Finalmente, recordamos ainda o princípio da administração aberta, enquadrado no artigo 17.º do Código do Processo Administrativo, sendo também consagrado na Constituição, do qual resulta que perante uma informação considerada do interesse público, que adiantamos, desde já, ser o caso, na medida em que se trata da tomada de uma decisão administrativa e de dar conhecer os estudos em que assentou essa decisão, esta deve tornar-se pública.
Concluindo, acreditamos que o ato que ordenou a colocação dos parquímetros padece de vício de forma quanto à não observância de formalidades anteriores ao ato, uma vez que não foi concedida audiência aos interessados no procedimento, assim como de vício de violação da lei por, de qualquer forma, não ter havido fundamentação do mesmo, como ordena o artigo 152.º, nº1, alínea a) do Código do Procedimento Administrativo, além de violação do princípio de colaboração com os particulares, referido no artigo 11.º do mesmo Código, sendo que o Professor FREITAS DO AMARAL, enuncia a violação de princípios gerais como conteúdo de violação da lei.
Pelas razões aqui enunciadas, cremos que o ato é anulável nos termos do artigo 163.º, nº1 do Código do Procedimento Administrativo.

O que fazer —
**A.** No texto sobre a colocação dos parquímetros, que artigo do Código do Procedimento Administrativo torna o ato anulável?
**B.** Reproduza o trecho do texto sobre a colocação dos parquímetros desde "Concluindo, acreditamos que" até "violação da lei.", inclusive.
Baseie-se exclusivamente no texto.

[Dados de anotação por pontos]
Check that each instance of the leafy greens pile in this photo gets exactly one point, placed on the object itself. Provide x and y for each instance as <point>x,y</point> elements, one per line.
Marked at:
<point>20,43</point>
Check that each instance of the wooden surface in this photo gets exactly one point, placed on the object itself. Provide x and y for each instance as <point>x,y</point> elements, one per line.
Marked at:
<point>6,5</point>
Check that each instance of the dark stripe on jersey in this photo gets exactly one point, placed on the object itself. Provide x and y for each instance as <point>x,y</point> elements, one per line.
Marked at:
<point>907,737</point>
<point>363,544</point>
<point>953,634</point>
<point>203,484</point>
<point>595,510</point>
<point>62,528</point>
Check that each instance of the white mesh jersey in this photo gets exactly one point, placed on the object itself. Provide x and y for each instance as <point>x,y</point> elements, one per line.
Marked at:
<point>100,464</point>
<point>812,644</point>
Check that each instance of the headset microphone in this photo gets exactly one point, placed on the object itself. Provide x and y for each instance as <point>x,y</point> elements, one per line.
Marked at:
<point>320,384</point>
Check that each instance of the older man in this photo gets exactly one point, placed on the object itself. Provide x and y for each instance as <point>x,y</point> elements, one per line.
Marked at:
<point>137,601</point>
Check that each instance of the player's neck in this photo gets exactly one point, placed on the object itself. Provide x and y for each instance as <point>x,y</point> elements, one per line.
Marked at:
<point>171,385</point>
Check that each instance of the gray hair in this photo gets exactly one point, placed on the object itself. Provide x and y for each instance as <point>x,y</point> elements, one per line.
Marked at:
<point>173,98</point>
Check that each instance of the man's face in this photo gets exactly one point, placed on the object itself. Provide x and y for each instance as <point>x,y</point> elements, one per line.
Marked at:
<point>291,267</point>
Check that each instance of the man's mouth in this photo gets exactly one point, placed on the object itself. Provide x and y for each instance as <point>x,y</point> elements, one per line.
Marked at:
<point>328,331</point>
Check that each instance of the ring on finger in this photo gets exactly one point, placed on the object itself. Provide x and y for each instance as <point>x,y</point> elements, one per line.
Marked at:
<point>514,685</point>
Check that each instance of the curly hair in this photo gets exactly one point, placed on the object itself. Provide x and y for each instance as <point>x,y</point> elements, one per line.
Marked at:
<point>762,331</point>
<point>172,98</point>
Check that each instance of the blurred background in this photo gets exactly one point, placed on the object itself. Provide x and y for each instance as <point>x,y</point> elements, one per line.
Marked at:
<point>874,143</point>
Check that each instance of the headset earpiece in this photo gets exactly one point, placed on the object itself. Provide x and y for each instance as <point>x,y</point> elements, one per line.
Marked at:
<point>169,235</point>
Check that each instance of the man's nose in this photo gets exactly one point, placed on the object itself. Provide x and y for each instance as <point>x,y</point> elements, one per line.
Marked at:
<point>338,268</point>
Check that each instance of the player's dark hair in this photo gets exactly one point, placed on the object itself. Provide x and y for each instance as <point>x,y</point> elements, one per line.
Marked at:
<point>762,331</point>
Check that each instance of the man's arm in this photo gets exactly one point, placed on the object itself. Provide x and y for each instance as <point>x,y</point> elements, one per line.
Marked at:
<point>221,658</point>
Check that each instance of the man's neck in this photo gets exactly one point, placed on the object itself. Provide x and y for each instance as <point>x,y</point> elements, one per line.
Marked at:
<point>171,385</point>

Respostas completas —
**A.** O artigo 163.º, n.º 1 do Código do Procedimento Administrativo.

**B.**
Concluindo, acreditamos que o ato que ordenou a colocação dos parquímetros padece de vício de forma quanto à não observância de formalidades anteriores ao ato, uma vez que não foi concedida audiência aos interessados no procedimento, assim como de vício de violação da lei por, de qualquer forma, não ter havido fundamentação do mesmo, como ordena o artigo 152.º, nº1, alínea a) do Código do Procedimento Administrativo, além de violação do princípio de colaboração com os particulares, referido no artigo 11.º do mesmo Código, sendo que o Professor FREITAS DO AMARAL, enuncia a violação de princípios gerais como conteúdo de violação da lei.